Хоп — и турне закончено. Сижу дома, вспоминаю и поражаюсь снова. Россия, Россия, как же ты умеешь болеть! Как ты любишь футбол, оказывается! Откуда в тебе это?!
Сразила волна любви ещё в Кратове, когда базу португальцев русские люди взяли в кольцо. Плюшки и торты для Роналду не несли (хотя ручаться сложно), но подарков хватало. Даже зная, что едва ли дары те дойдут до нужных рук. Вот кто-то несёт, словно хоругвь, портрет Криштиану, составленный из газетных строчек. Похоже, чёрт возьми! А как встречали самого Криштиану, как голосили!
Роналду после той тренировки пять секунд пробыл у бровки — и кинулся прочь, к столовой. Видать, хорош кратовский борщ. Зато на четверть часа остался раздавать автографы Пепе. Наши люди полны любви — Пепе так Пепе. Обласкали и его.
Не помню, откуда и куда ехал. Кажется, из Самары в Саранск. Заплутал где-то в Ульяновской области, но не тужил: Жигулёвские горы, от которых глаз не оторвать, перешли в утёсы. В поля, где рожь по колено и ни души. Ехал себя тихонечко, футбола в тот день никакого.
Разглядываю накренившиеся избушки и указатели. Вот Степное Матюнино. Вот одно Анненково, вот другое — Анненково-Лесное. Остановился, высунулся на секунду — за ту же секунду чуть заживо не сожрала мошкара. Я и не думал, что бывает такое: облепили всего!
Успеваю разглядеть, отмахиваясь — в одном огороде бюст Ильича, прикрытый аквариумом. Достаю фотоаппарат: щёлк-щёлк…
Домашний музей! Здесь мне и патефон завели, чтобы сквозь треск ловил голос Рыбникова, и сыграли на баяне. Но главное — футбол!
— Как мы болеем! Я в 80-е сколачивал группы, ездили на спартаковские матчи против Киева. Без билета, на багажных полках, — рассказывал один брат, Александр. — Сейчас в сборную России не верил. Но теперь поверил.

##########

Задание - Продолжите, пожалуйста, заметки выше о футбольном турне по России, начиная сразу после последней реплики Александра.

Материал -
##########

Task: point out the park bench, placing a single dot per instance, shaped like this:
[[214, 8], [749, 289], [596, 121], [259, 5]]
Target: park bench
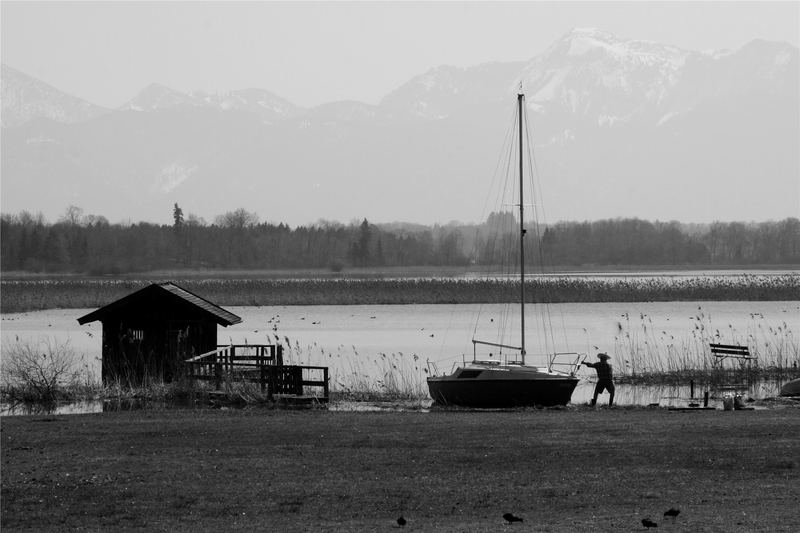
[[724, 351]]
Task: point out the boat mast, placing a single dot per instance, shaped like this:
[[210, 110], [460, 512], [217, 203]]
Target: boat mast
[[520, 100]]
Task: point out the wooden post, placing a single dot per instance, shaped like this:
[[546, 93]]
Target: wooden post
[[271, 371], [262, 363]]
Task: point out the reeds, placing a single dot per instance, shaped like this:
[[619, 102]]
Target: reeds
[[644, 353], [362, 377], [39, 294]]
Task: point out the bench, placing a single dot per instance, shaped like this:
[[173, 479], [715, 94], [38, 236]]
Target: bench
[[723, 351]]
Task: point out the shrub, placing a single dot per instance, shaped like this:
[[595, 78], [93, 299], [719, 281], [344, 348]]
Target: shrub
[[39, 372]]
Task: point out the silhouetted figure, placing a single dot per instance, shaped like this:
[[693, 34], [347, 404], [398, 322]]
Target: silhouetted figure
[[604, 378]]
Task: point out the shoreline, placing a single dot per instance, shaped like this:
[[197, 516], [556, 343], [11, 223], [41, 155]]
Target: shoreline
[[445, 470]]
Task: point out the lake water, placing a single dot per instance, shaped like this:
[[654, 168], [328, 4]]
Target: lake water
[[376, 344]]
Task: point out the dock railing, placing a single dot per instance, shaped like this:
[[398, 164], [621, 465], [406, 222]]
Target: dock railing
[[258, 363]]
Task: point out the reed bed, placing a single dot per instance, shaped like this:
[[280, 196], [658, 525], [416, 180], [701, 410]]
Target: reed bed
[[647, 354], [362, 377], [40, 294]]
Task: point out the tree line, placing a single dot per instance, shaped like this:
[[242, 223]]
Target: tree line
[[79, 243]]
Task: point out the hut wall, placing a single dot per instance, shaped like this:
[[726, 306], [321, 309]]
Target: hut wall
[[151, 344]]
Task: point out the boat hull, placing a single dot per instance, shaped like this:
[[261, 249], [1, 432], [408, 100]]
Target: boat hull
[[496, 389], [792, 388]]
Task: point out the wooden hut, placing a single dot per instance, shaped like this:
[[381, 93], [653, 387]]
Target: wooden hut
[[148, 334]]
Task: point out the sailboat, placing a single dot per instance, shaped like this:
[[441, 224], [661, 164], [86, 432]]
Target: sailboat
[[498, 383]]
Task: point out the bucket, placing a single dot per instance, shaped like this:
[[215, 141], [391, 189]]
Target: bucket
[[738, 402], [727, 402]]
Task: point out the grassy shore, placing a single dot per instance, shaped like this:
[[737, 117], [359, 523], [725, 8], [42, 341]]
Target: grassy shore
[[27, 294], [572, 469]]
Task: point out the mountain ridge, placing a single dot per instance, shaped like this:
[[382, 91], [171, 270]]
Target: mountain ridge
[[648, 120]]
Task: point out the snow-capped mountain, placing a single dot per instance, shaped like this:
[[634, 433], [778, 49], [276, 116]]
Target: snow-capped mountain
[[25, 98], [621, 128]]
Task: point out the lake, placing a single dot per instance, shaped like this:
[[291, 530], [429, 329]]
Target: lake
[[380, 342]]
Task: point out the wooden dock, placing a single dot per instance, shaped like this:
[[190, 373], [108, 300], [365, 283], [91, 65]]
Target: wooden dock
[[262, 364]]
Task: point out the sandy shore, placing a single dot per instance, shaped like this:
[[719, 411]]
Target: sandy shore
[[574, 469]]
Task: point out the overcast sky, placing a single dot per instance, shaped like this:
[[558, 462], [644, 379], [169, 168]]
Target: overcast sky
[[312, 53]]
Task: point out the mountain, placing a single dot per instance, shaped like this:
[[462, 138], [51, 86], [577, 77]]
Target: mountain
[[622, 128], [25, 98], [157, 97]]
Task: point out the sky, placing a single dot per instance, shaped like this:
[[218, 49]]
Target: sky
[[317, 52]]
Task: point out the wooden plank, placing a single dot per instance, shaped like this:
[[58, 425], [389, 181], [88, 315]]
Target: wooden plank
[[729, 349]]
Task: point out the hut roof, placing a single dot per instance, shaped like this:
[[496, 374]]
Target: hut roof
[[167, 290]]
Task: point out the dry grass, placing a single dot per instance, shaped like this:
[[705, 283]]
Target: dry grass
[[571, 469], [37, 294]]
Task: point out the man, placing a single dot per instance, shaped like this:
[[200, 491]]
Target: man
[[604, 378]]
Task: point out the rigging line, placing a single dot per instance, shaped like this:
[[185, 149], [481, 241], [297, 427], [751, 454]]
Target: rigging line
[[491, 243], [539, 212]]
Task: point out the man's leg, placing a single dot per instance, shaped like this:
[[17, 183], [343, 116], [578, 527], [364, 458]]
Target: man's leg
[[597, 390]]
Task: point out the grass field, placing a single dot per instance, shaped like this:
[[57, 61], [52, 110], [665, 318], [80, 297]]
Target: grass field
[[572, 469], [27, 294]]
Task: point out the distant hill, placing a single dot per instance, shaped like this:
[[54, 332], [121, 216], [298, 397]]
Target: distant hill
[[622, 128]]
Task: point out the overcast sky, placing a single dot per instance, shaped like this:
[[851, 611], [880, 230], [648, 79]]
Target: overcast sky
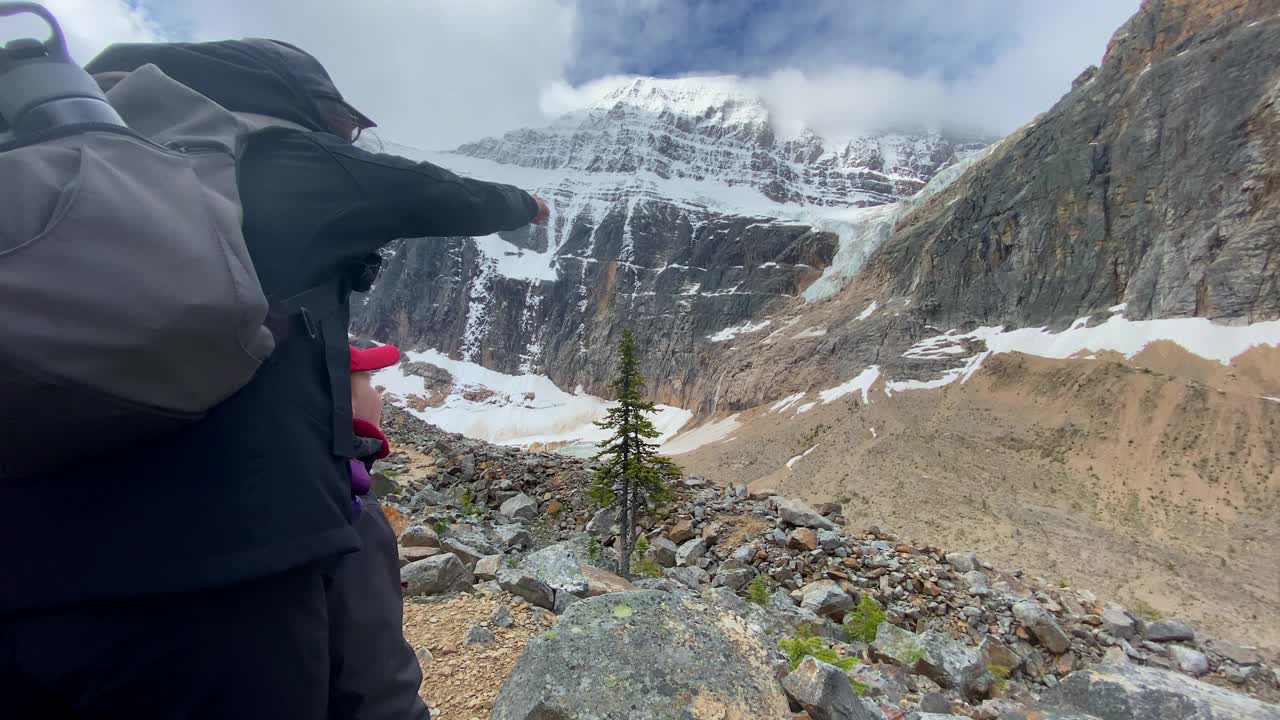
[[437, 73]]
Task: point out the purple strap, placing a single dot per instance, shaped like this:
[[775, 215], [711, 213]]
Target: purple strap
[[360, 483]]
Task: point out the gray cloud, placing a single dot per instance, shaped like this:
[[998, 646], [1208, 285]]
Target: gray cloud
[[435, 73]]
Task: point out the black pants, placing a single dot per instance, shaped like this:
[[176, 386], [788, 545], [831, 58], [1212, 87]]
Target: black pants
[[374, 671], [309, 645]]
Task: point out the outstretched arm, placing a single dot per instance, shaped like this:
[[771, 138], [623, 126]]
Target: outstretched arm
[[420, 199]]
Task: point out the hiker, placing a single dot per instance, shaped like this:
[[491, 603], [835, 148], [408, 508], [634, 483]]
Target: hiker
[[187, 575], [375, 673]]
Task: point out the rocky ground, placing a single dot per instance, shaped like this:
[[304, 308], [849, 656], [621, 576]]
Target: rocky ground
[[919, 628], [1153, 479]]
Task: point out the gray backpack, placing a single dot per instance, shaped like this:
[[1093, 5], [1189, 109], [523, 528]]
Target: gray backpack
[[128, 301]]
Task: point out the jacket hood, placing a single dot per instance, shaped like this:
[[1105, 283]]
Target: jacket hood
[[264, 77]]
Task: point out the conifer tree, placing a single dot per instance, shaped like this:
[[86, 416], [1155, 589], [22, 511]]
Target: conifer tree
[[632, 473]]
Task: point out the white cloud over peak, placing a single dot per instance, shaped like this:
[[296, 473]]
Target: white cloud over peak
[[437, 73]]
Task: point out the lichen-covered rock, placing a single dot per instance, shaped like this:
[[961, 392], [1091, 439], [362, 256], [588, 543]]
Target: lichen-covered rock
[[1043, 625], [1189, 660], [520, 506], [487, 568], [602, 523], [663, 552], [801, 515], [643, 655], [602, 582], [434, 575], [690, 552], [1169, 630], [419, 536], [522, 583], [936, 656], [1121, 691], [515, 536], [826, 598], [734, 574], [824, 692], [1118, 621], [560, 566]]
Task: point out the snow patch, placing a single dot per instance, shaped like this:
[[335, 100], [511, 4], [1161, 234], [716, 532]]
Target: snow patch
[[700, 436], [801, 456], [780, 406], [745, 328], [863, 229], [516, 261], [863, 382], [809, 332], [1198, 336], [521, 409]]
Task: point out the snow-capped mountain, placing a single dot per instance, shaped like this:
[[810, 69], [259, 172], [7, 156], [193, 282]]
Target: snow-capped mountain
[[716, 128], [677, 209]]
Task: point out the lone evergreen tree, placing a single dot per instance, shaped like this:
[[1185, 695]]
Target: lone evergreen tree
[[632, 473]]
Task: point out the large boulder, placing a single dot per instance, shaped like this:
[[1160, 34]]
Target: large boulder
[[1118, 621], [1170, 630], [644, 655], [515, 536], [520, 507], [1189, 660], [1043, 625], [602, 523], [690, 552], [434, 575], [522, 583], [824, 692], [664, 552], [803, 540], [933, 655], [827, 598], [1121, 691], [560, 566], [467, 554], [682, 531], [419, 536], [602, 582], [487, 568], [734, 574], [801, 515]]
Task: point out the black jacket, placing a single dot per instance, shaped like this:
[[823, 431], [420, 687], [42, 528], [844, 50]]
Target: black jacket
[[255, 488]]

##########

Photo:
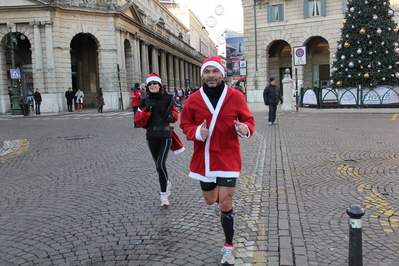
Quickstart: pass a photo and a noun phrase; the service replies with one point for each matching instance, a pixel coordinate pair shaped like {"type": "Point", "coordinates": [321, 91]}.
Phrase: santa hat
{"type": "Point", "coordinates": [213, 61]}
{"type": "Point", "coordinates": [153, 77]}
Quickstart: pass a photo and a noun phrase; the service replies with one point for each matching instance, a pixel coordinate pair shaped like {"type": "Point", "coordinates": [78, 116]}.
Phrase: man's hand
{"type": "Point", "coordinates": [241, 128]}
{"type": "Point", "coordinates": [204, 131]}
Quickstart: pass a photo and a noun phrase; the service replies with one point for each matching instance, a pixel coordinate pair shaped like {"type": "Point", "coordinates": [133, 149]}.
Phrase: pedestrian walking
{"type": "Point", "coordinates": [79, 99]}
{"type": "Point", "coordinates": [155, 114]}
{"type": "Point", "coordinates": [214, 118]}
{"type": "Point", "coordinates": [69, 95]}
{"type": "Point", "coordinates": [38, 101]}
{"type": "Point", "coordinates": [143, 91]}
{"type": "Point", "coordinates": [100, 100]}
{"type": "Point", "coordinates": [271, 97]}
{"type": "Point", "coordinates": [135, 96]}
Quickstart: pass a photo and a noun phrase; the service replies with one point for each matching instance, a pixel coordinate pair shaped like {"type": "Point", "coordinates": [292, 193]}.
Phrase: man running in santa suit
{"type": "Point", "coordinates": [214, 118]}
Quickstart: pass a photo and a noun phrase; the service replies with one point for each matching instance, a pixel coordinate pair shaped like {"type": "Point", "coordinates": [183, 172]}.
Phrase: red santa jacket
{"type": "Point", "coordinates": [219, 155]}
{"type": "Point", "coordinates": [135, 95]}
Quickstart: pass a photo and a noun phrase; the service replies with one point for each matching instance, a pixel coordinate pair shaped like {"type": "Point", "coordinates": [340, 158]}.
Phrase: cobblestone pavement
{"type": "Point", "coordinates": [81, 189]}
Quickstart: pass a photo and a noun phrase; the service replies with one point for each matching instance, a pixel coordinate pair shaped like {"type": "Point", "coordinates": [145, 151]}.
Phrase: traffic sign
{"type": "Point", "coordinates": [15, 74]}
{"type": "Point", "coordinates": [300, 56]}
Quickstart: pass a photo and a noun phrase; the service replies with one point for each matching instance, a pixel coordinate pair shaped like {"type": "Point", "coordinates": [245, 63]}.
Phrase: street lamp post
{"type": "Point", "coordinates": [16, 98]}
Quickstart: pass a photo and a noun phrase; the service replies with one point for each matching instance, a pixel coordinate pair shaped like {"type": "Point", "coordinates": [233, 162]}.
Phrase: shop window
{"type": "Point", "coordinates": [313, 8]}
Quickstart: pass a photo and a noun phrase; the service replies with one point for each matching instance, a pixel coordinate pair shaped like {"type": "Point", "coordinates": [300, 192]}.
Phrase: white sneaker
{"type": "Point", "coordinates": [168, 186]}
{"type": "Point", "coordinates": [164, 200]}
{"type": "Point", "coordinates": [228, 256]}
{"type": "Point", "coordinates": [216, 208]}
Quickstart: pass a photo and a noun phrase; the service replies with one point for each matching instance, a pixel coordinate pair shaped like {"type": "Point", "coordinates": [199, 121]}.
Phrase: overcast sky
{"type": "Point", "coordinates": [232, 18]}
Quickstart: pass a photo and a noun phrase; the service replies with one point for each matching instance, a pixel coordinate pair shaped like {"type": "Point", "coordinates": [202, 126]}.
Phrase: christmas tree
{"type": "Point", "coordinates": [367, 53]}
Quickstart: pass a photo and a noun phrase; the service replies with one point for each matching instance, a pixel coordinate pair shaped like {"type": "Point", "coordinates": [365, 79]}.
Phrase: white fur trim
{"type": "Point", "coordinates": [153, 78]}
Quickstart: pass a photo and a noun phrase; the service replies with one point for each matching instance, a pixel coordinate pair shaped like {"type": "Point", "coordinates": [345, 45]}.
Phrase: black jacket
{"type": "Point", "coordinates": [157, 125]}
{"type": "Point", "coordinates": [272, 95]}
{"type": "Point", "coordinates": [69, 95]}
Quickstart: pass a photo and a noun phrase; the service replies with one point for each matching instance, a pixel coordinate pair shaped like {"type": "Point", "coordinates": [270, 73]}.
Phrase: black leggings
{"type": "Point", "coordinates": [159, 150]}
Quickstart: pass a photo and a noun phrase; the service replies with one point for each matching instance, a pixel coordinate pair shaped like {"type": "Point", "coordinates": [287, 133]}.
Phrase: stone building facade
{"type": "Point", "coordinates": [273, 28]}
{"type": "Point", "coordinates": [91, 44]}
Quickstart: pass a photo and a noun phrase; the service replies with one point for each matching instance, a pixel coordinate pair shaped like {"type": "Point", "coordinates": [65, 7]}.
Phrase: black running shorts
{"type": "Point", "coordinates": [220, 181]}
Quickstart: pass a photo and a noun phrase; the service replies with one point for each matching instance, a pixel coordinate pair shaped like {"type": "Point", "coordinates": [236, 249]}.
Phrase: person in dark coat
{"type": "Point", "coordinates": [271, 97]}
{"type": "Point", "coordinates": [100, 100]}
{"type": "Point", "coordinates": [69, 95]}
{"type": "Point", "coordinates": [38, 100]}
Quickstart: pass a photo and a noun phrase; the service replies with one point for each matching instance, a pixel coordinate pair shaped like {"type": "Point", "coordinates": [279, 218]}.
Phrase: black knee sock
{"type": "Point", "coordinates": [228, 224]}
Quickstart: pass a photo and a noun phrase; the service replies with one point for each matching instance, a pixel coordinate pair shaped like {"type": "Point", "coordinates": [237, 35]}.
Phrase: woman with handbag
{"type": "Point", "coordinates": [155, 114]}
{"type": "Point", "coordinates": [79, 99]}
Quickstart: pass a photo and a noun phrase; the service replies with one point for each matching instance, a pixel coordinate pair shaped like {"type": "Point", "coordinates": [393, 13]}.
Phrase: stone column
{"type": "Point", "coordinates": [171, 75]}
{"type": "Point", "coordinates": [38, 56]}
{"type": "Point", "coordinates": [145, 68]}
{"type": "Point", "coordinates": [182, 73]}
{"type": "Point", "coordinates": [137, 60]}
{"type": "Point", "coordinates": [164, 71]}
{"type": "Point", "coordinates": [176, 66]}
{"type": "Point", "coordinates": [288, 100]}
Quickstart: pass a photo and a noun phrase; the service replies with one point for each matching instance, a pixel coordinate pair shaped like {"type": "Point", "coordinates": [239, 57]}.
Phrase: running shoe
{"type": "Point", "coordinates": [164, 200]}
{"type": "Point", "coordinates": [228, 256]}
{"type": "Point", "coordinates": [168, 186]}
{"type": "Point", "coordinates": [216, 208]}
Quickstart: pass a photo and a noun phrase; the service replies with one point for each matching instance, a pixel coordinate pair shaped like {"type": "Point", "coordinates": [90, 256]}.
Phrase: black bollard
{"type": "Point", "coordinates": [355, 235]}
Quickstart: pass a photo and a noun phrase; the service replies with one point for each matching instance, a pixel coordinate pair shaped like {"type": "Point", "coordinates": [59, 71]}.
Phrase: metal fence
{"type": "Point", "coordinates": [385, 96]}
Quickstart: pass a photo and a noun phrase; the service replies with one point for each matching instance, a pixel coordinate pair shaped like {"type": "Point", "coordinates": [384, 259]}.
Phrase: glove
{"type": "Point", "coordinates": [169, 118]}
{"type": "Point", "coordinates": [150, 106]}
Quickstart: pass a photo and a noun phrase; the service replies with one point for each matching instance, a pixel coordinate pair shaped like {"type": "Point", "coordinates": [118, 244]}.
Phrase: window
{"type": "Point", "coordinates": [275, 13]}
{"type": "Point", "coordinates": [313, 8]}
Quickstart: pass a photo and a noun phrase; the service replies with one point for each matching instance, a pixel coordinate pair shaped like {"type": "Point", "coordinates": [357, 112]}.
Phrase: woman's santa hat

##########

Ответ -
Отпускать меня не хотели:
— Баньку истопим. Нам о футболе-то поговорить здесь вообще не с кем. Расскажите там, в Москве, как в кишлаке болеют. Может, сборная наша прочитает. А вот мы споём для неё. Про Уругвай песни нет, так мы про Болгарию…
— Хороша страна Болгария, — затянул брат Александр. — А России лучше нет!
Я оглянулся вокруг — в «кишлаке» ни души. Ни в одной избе нет света. А здесь — будто фан-зона.
— Успокойтесь, братцы. Очень уж спать охота.
Наши люди поначалу опасливо, а вскоре с большой нежностью примыкали что к иранской толпе, что к португальской. Шли в обнимку.
— Ни слова о «Порту»! — гневались португальцы. — Здесь — только «Бенфика»!
Наши охотно подтягивали:
— «Бенфика», «Бенфика»!
Ночами гоняли мяч прямо посреди проспекта, обозначив ворота ботинками. Толстяк-голкипер оказался саудовцем, расправляющим на груди надпись:
— «Аль-Ахли»!
В поле же настоящая сборная мира — мексиканцы, португальцы, саранские пацаны…
Я смотрел на всё это, и было мне печально: вот завершится чемпионат мира — и что дальше? Всё же будет пресным, любой футбол! Я буду приезжать на эти стадионы и вспоминать сказку, сладкий сон. А кто окажется на волшебном поле, помнящем Роналду и Месси — «Мордовия» с «Ротором»?
Вечером пройтись по городу — увидев, как сидят наши люди в обнимку с датчанами и хорватами по кофейням. Как смотрят вместе матч Уругвай — Португалия. Как бьют кружками об стол — а мимо прогуливаются нижегородские барышни. Надевшие всё лучшее.
Не буду рассказывать, как болеет Волгоград. Это понятно — там футбол, там всё рядом. Ещё бы ему не болеть. Но как болел Саратов, где футбола и близко нет! Как голосил, как пел до утра после победы над Египтом! Я верил и не верил, что вижу всё это. Что это не сон.
Наверное, теперь всё будет иначе — и футбол станет другим, и фанаты. К четвертьфиналу стало понятно: пожалуй, это действительно лучший чемпионат мира в истории. Самый душевный, самый непредсказуемый. Русские люди увидели, какими тёплыми могут быть. Сами себе удивились. Этот чемпионат мира позволил взглянуть на самих себя со стороны — и порадоваться увиденному.
Спасибо ему. Спасибо нам.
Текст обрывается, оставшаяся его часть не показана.